● EXERCISE OBJECTIVE:
The output should be every line below that includes the word "handbag".

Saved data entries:
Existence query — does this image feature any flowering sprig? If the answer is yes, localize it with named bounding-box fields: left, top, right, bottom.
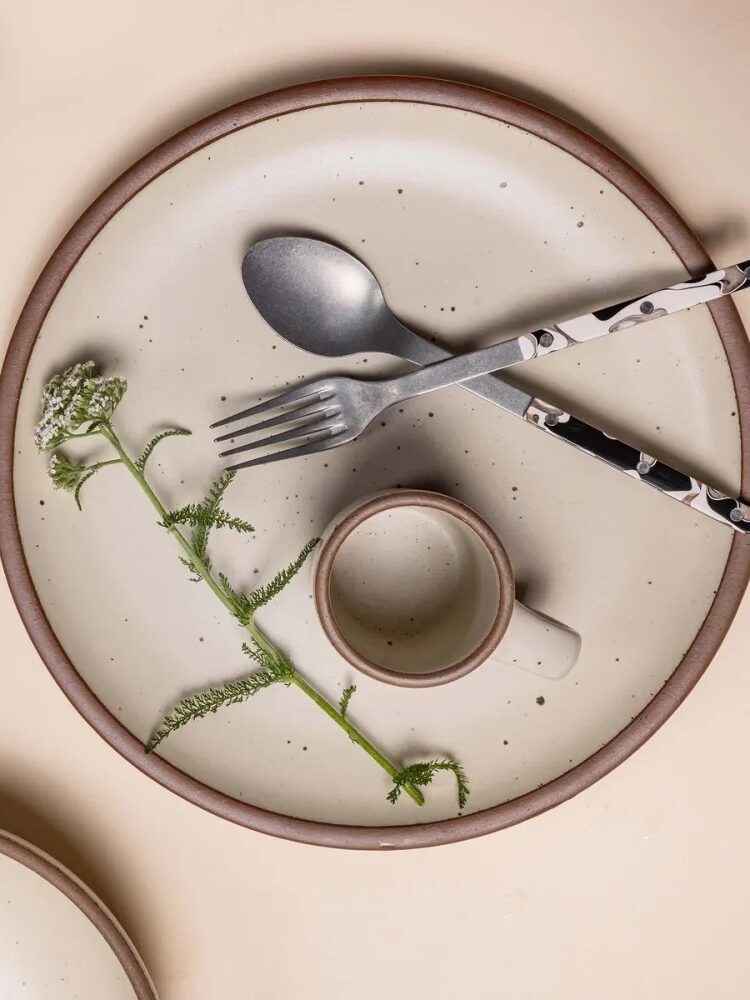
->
left=47, top=451, right=122, bottom=510
left=34, top=361, right=126, bottom=450
left=35, top=362, right=468, bottom=810
left=48, top=451, right=87, bottom=491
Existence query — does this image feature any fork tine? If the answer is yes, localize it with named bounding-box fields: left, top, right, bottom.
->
left=209, top=382, right=329, bottom=430
left=218, top=417, right=339, bottom=458
left=224, top=430, right=345, bottom=472
left=214, top=400, right=339, bottom=443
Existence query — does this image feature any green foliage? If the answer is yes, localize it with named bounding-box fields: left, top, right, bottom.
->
left=218, top=573, right=250, bottom=621
left=193, top=471, right=236, bottom=562
left=241, top=638, right=287, bottom=671
left=388, top=759, right=469, bottom=809
left=162, top=504, right=253, bottom=534
left=217, top=538, right=320, bottom=625
left=38, top=362, right=468, bottom=808
left=339, top=684, right=356, bottom=719
left=47, top=452, right=121, bottom=510
left=245, top=538, right=320, bottom=612
left=48, top=451, right=86, bottom=492
left=178, top=556, right=202, bottom=583
left=162, top=471, right=253, bottom=578
left=136, top=428, right=191, bottom=472
left=73, top=470, right=98, bottom=510
left=145, top=658, right=295, bottom=753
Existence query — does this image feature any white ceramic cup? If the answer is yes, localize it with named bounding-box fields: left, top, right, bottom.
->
left=313, top=490, right=580, bottom=688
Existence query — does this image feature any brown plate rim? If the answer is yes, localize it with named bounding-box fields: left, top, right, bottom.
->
left=2, top=75, right=749, bottom=850
left=0, top=830, right=157, bottom=998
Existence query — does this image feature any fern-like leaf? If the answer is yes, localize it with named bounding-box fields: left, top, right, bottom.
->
left=246, top=538, right=320, bottom=612
left=242, top=639, right=293, bottom=679
left=145, top=659, right=295, bottom=753
left=241, top=638, right=274, bottom=668
left=339, top=684, right=356, bottom=719
left=219, top=573, right=252, bottom=622
left=162, top=505, right=252, bottom=535
left=135, top=427, right=191, bottom=472
left=193, top=470, right=236, bottom=564
left=387, top=759, right=469, bottom=809
left=160, top=503, right=200, bottom=529
left=162, top=471, right=251, bottom=581
left=209, top=510, right=253, bottom=532
left=178, top=555, right=201, bottom=583
left=73, top=469, right=98, bottom=510
left=162, top=505, right=252, bottom=534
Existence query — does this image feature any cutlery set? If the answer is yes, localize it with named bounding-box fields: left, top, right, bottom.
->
left=214, top=236, right=750, bottom=534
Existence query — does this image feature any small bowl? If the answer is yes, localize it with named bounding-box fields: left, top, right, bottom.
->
left=314, top=490, right=517, bottom=687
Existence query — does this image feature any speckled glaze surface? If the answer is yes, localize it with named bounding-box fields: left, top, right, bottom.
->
left=3, top=80, right=750, bottom=846
left=0, top=831, right=156, bottom=999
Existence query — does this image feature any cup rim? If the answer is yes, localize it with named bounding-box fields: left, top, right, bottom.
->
left=314, top=489, right=515, bottom=687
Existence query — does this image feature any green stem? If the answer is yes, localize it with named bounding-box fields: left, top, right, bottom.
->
left=98, top=423, right=424, bottom=807
left=291, top=673, right=423, bottom=800
left=86, top=459, right=122, bottom=471
left=100, top=425, right=239, bottom=616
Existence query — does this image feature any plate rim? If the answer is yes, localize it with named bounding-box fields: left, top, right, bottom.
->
left=0, top=830, right=157, bottom=998
left=2, top=75, right=749, bottom=850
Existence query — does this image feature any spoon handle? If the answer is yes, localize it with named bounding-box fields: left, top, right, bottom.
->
left=523, top=398, right=750, bottom=532
left=400, top=341, right=750, bottom=530
left=383, top=270, right=750, bottom=531
left=397, top=339, right=750, bottom=531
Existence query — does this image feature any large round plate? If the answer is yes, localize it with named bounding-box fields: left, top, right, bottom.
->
left=0, top=831, right=156, bottom=998
left=2, top=78, right=749, bottom=848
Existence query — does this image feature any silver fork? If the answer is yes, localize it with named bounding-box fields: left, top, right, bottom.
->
left=215, top=372, right=462, bottom=467
left=213, top=260, right=750, bottom=533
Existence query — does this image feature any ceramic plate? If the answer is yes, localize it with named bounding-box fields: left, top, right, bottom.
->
left=2, top=79, right=749, bottom=848
left=0, top=830, right=156, bottom=998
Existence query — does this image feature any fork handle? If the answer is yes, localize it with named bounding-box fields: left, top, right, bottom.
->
left=524, top=398, right=750, bottom=532
left=387, top=261, right=750, bottom=403
left=393, top=324, right=533, bottom=416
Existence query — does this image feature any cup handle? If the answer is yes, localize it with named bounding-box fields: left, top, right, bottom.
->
left=488, top=602, right=581, bottom=680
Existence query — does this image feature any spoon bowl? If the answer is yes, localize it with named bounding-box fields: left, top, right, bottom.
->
left=240, top=233, right=535, bottom=407
left=242, top=237, right=406, bottom=357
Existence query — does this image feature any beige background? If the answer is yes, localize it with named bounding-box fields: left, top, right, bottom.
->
left=3, top=2, right=750, bottom=997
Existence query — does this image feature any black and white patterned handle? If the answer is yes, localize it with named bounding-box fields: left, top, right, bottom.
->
left=525, top=399, right=750, bottom=533
left=521, top=261, right=750, bottom=359
left=393, top=262, right=750, bottom=400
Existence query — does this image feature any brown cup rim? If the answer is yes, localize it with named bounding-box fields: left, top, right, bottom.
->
left=314, top=490, right=515, bottom=687
left=2, top=76, right=750, bottom=850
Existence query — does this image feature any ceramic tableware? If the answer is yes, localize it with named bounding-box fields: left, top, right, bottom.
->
left=2, top=79, right=749, bottom=848
left=313, top=489, right=581, bottom=685
left=0, top=830, right=156, bottom=999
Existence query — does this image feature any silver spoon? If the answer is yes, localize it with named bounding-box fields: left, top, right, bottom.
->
left=241, top=236, right=532, bottom=417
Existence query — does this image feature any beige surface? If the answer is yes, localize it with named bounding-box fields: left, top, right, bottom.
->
left=3, top=1, right=750, bottom=997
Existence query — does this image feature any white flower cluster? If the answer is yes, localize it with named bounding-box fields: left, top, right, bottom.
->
left=34, top=361, right=127, bottom=451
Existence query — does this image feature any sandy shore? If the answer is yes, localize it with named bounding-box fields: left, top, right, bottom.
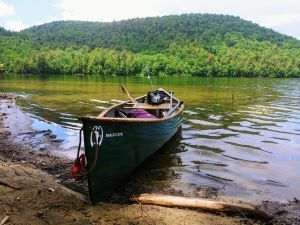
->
left=0, top=93, right=299, bottom=225
left=0, top=159, right=252, bottom=225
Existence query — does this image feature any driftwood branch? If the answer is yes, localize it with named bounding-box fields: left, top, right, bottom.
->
left=3, top=206, right=9, bottom=215
left=0, top=216, right=9, bottom=225
left=130, top=193, right=272, bottom=220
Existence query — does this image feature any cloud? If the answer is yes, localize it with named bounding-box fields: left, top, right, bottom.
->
left=0, top=0, right=15, bottom=16
left=258, top=14, right=300, bottom=28
left=56, top=0, right=169, bottom=22
left=5, top=20, right=29, bottom=31
left=56, top=0, right=300, bottom=22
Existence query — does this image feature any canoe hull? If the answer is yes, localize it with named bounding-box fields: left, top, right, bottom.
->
left=82, top=112, right=182, bottom=204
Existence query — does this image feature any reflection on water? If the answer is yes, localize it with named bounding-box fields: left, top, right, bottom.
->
left=0, top=75, right=299, bottom=202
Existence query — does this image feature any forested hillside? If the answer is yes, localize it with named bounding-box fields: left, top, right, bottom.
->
left=0, top=14, right=299, bottom=77
left=21, top=14, right=295, bottom=52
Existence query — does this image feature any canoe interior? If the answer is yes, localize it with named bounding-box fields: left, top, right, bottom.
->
left=99, top=88, right=181, bottom=120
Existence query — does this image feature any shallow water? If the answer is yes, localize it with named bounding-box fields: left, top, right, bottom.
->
left=0, top=74, right=299, bottom=202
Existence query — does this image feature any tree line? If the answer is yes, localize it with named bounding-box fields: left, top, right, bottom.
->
left=0, top=14, right=299, bottom=77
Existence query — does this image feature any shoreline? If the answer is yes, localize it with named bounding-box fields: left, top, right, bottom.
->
left=0, top=93, right=299, bottom=224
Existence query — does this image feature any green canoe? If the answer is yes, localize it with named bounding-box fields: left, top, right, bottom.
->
left=79, top=88, right=184, bottom=204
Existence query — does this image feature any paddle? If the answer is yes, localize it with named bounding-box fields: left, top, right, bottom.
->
left=165, top=101, right=183, bottom=116
left=120, top=85, right=137, bottom=103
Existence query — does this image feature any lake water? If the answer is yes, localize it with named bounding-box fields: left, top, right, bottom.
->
left=0, top=74, right=299, bottom=203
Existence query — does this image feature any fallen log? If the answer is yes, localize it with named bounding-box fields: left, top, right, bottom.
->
left=130, top=193, right=272, bottom=220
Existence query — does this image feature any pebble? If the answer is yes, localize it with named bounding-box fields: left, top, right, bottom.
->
left=48, top=187, right=55, bottom=192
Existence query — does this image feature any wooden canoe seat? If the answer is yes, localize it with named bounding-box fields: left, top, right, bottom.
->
left=123, top=103, right=170, bottom=110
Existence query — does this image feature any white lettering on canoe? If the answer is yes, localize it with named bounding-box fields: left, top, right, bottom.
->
left=105, top=133, right=123, bottom=138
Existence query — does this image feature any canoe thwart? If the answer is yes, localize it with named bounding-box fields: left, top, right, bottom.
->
left=123, top=103, right=170, bottom=110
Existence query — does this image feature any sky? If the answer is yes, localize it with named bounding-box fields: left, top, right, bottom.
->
left=0, top=0, right=299, bottom=39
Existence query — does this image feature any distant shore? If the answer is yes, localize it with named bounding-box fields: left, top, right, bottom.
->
left=0, top=93, right=299, bottom=225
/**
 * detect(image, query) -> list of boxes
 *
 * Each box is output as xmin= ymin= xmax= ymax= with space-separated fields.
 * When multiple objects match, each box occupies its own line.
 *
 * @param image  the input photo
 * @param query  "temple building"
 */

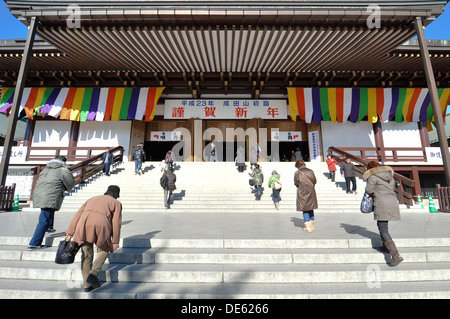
xmin=0 ymin=0 xmax=449 ymax=196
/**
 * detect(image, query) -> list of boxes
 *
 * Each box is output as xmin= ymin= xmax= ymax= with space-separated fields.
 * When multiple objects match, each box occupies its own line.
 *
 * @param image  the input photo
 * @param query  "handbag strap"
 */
xmin=298 ymin=169 xmax=314 ymax=186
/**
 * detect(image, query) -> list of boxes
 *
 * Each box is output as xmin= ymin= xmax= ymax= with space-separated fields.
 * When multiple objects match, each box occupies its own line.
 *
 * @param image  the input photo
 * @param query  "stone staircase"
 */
xmin=2 ymin=236 xmax=450 ymax=298
xmin=57 ymin=160 xmax=424 ymax=214
xmin=1 ymin=160 xmax=449 ymax=299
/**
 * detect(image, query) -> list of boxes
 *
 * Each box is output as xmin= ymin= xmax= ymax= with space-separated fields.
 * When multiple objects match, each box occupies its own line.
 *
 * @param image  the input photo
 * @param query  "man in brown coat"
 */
xmin=66 ymin=185 xmax=122 ymax=292
xmin=294 ymin=160 xmax=318 ymax=232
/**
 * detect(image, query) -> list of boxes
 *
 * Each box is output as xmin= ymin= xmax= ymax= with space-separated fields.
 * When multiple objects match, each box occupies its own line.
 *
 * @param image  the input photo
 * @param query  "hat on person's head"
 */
xmin=105 ymin=185 xmax=120 ymax=199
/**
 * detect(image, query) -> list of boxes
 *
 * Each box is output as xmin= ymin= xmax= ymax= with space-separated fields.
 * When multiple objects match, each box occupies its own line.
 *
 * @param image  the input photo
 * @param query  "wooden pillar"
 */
xmin=187 ymin=119 xmax=195 ymax=162
xmin=418 ymin=121 xmax=431 ymax=148
xmin=411 ymin=166 xmax=422 ymax=200
xmin=23 ymin=119 xmax=36 ymax=147
xmin=0 ymin=17 xmax=37 ymax=185
xmin=193 ymin=119 xmax=203 ymax=161
xmin=68 ymin=121 xmax=80 ymax=160
xmin=372 ymin=119 xmax=385 ymax=162
xmin=415 ymin=17 xmax=450 ymax=186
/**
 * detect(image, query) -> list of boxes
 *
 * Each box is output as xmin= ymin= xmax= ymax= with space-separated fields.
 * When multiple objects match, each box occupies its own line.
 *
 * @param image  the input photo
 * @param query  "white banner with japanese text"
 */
xmin=308 ymin=131 xmax=321 ymax=162
xmin=425 ymin=147 xmax=450 ymax=164
xmin=164 ymin=100 xmax=287 ymax=119
xmin=0 ymin=146 xmax=27 ymax=164
xmin=271 ymin=131 xmax=302 ymax=142
xmin=150 ymin=131 xmax=182 ymax=141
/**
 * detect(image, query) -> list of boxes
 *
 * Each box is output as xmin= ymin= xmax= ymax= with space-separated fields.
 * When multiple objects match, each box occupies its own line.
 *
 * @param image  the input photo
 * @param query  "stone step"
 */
xmin=59 ymin=195 xmax=420 ymax=205
xmin=57 ymin=203 xmax=423 ymax=213
xmin=57 ymin=204 xmax=421 ymax=212
xmin=2 ymin=278 xmax=450 ymax=299
xmin=50 ymin=207 xmax=425 ymax=214
xmin=3 ymin=245 xmax=450 ymax=265
xmin=69 ymin=186 xmax=365 ymax=192
xmin=70 ymin=178 xmax=364 ymax=186
xmin=62 ymin=195 xmax=367 ymax=202
xmin=56 ymin=205 xmax=380 ymax=212
xmin=2 ymin=236 xmax=449 ymax=250
xmin=69 ymin=184 xmax=364 ymax=190
xmin=2 ymin=259 xmax=450 ymax=284
xmin=66 ymin=187 xmax=365 ymax=194
xmin=62 ymin=197 xmax=367 ymax=203
xmin=60 ymin=202 xmax=363 ymax=208
xmin=78 ymin=181 xmax=362 ymax=188
xmin=78 ymin=162 xmax=357 ymax=177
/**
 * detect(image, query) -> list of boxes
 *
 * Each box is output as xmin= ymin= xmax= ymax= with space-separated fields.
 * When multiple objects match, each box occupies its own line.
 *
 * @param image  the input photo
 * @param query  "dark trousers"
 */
xmin=164 ymin=189 xmax=173 ymax=208
xmin=135 ymin=158 xmax=143 ymax=173
xmin=271 ymin=188 xmax=281 ymax=203
xmin=329 ymin=171 xmax=336 ymax=182
xmin=102 ymin=163 xmax=111 ymax=176
xmin=377 ymin=221 xmax=393 ymax=242
xmin=29 ymin=208 xmax=56 ymax=247
xmin=254 ymin=185 xmax=263 ymax=199
xmin=345 ymin=176 xmax=357 ymax=192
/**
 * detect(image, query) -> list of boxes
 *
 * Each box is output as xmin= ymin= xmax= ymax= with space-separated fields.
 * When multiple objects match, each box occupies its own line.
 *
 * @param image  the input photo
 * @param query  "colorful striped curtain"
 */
xmin=288 ymin=87 xmax=450 ymax=123
xmin=0 ymin=87 xmax=165 ymax=121
xmin=0 ymin=87 xmax=15 ymax=116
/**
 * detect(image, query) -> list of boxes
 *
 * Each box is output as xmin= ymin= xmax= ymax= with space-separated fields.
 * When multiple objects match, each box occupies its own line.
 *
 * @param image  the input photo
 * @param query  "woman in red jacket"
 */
xmin=326 ymin=155 xmax=338 ymax=182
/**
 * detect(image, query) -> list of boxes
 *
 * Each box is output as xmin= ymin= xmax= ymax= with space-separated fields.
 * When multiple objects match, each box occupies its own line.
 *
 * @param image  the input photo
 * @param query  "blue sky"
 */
xmin=0 ymin=1 xmax=449 ymax=40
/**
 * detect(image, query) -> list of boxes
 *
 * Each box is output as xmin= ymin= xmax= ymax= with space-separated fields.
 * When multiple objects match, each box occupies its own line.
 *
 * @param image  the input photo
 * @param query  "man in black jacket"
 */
xmin=132 ymin=144 xmax=146 ymax=175
xmin=340 ymin=157 xmax=357 ymax=194
xmin=101 ymin=147 xmax=114 ymax=176
xmin=161 ymin=167 xmax=177 ymax=209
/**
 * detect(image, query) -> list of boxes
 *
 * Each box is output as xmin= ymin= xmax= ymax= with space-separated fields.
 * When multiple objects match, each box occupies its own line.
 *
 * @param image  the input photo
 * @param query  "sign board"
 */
xmin=5 ymin=167 xmax=35 ymax=200
xmin=0 ymin=146 xmax=27 ymax=164
xmin=150 ymin=131 xmax=182 ymax=141
xmin=309 ymin=131 xmax=321 ymax=162
xmin=164 ymin=100 xmax=287 ymax=119
xmin=425 ymin=147 xmax=450 ymax=164
xmin=271 ymin=131 xmax=302 ymax=142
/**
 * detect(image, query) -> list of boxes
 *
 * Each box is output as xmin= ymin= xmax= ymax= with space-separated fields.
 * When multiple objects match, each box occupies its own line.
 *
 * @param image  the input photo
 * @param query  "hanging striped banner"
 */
xmin=287 ymin=87 xmax=450 ymax=123
xmin=0 ymin=87 xmax=15 ymax=116
xmin=0 ymin=87 xmax=165 ymax=122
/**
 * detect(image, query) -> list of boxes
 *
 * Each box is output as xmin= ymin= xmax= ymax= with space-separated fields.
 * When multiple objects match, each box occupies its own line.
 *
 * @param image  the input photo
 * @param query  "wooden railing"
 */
xmin=69 ymin=146 xmax=124 ymax=185
xmin=437 ymin=184 xmax=450 ymax=213
xmin=332 ymin=147 xmax=427 ymax=162
xmin=328 ymin=146 xmax=416 ymax=206
xmin=25 ymin=146 xmax=124 ymax=199
xmin=0 ymin=183 xmax=16 ymax=212
xmin=26 ymin=147 xmax=114 ymax=162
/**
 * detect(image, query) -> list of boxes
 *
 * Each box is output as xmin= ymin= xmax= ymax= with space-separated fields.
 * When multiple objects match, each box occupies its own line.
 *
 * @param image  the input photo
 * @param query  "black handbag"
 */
xmin=55 ymin=238 xmax=79 ymax=264
xmin=360 ymin=193 xmax=374 ymax=213
xmin=249 ymin=178 xmax=254 ymax=186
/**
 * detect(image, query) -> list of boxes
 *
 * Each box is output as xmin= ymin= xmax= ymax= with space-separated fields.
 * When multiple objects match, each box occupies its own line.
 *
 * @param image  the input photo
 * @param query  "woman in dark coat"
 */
xmin=162 ymin=167 xmax=177 ymax=209
xmin=249 ymin=164 xmax=264 ymax=200
xmin=235 ymin=146 xmax=245 ymax=172
xmin=363 ymin=161 xmax=403 ymax=267
xmin=294 ymin=160 xmax=318 ymax=232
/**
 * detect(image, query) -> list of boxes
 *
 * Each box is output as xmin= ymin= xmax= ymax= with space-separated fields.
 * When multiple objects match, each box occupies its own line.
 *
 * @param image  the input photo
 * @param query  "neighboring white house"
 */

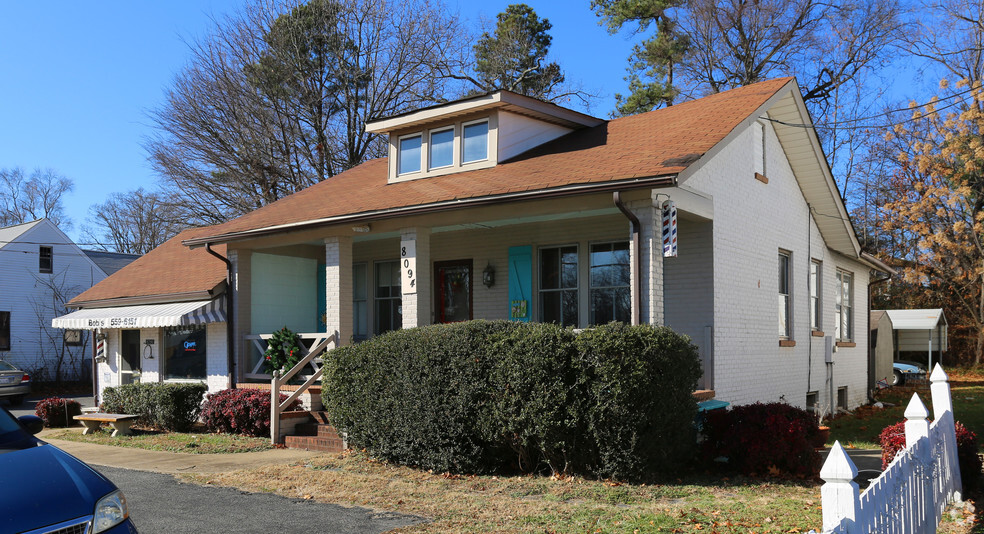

● WRITTEN SOLUTION:
 * @param query  "handbag strap"
 * @param query  "black handbag"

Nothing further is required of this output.